Start of Extract to read
IN WITNESS WHEREOF, the Investor and the Company
have caused this Agreement to be duly executed as of the Execution Date.

 

THE COMPANY:

 

TANZANIAN GOLD CORPORATION

 

By: /s/ Stephen Mullowney

Name: Stephen Mullowney

Title: Chief Executive
Officer

 

THE INVESTOR:

 

LINCOLN PARK CAPITAL FUND, LLC

BY: LINCOLN PARK CAPITAL, LLC

BY: ROCKLEDGE CAPITAL CORPORATION

 

By: /s/ Josh Scheinfeld 

Name: Josh Scheinfeld

Title: President

 

    	 	33	 

    	Execution Copy

    

 

EXHIBITS

 

	Exhibit A	Form of Officer’s Certificate
	Exhibit B	Form of Secretary’s Certificate
	Exhibit C	Information About Investor Furnished to the Company

 

 

    	 	34	 

    	Execution Copy

    

 

Exhibit
A 

 

FORM OF OFFICER’S CERTIFICATE

 

This Officer’s Certificate (“Certificate”)
is being delivered pursuant to Section 8(d) of that certain Purchase Agreement dated as of January 13, 2022, (“Purchase Agreement”),
by and between TANZANIAN GOLD CORPORATION, a company incorporated under the Business Corporations Act (Alberta) (the “Company”),
and LINCOLN PARK CAPITAL FUND, LLC (the “Investor”). Terms used herein and not otherwise defined shall have
the meanings ascribed to them in the Purchase Agreement.

 

The undersigned, ___________, ______________ of the Company,
hereby certifies as follows:

 

1. I am the _____________ of the Company and make the statements
contained in this Certificate;

 

2. The representations and warranties of the Company contained
in the Purchase Agreement are true and correct in all material respects (except to the extent that any of such representations and warranties
are qualified as to materiality in the Purchase Agreement, in which case, such representations and warranties are true and correct in
all material respects as so qualified) as of the date of the Purchase Agreement and as of the Commencement Date as though made at that
time (except for representations and warranties that speak as of a specific date, in which case such representations and warranties are
true and correct in all material respects as of such date);

 

3. The Company has performed, satisfied and complied in
all material respects with covenants, agreements and conditions required by the Transaction Documents to be performed, satisfied or complied
with by the Company at or prior to the Commencement Date, to the extent not otherwise waived.
End of Extract to read
* Given problem A: From the purchase agreement excerpt, write out everything from "is being delivered" down to "the Purchase Agreement." without changing a word.
Start of Data to process
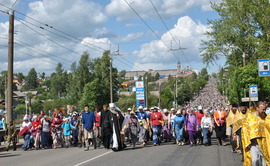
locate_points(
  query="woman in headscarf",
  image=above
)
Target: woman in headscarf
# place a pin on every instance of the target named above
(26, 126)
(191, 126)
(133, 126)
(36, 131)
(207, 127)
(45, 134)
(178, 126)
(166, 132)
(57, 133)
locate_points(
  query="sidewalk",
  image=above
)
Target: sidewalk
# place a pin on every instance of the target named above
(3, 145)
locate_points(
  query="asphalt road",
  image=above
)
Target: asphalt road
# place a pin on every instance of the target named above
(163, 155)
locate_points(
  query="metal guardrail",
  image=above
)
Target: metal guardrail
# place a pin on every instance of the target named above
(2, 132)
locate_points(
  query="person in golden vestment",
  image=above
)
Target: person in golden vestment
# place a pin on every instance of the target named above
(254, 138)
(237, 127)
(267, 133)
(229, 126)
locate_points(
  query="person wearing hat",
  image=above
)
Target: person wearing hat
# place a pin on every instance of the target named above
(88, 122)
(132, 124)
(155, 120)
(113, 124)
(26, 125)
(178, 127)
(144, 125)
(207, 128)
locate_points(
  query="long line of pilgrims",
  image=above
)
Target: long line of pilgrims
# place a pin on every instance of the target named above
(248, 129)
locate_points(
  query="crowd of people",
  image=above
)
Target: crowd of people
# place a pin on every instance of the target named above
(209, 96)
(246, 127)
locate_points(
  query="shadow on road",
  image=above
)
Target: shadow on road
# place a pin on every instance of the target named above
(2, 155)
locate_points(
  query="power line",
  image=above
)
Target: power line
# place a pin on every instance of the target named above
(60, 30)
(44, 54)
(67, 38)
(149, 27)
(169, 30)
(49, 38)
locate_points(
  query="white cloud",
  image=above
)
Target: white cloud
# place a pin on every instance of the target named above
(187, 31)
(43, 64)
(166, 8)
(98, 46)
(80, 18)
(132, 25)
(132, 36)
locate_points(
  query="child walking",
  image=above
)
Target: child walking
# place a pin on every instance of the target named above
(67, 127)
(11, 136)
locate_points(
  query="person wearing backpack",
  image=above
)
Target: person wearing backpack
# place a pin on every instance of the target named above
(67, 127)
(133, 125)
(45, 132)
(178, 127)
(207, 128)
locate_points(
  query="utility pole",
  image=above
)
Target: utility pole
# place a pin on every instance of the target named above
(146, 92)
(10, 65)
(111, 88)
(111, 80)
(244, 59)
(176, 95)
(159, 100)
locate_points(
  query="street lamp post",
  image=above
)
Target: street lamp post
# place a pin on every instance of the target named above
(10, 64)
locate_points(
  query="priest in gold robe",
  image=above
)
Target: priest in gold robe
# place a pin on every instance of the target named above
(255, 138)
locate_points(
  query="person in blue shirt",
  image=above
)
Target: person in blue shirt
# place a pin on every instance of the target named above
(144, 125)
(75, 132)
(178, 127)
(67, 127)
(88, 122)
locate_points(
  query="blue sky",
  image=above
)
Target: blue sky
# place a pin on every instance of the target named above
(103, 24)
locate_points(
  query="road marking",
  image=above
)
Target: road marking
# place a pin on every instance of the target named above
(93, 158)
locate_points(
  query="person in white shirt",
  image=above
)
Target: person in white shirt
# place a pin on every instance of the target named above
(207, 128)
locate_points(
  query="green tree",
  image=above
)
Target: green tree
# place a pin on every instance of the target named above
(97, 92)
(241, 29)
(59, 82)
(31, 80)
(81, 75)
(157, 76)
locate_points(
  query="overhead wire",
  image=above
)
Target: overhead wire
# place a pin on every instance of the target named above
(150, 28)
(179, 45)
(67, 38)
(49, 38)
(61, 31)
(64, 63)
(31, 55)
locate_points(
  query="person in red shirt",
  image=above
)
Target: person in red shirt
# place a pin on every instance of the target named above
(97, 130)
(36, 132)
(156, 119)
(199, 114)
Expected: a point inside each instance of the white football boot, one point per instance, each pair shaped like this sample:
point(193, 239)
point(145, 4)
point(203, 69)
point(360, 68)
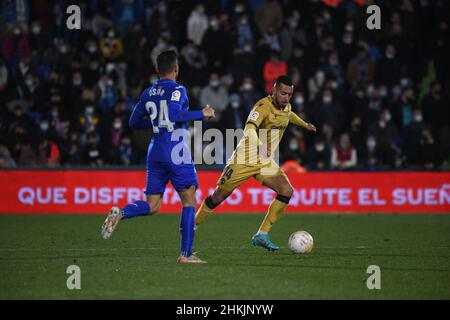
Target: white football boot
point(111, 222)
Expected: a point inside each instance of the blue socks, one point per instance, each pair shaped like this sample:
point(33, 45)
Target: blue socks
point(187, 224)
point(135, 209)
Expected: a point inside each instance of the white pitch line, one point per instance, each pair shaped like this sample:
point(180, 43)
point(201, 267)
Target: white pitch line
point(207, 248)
End of Data to process
* Given problem B: Give again everything in the records from the line containing "Expected: a point inside each instance of the blue" down to the line containing "point(135, 209)", both of those lines included, and nothing else.

* Task output A:
is being delivered pursuant to Section 8(d) of that certain Purchase Agreement dated as of January 13, 2022, (“Purchase Agreement”),
by and between TANZANIAN GOLD CORPORATION, a company incorporated under the Business Corporations Act (Alberta) (the “Company”),
and LINCOLN PARK CAPITAL FUND, LLC (the “Investor”). Terms used herein and not otherwise defined shall have
the meanings ascribed to them in the Purchase Agreement.

* Task output B:
Expected: a point inside each instance of the blue socks, one point per instance, each pair shaped like this sample:
point(33, 45)
Target: blue socks
point(187, 224)
point(135, 209)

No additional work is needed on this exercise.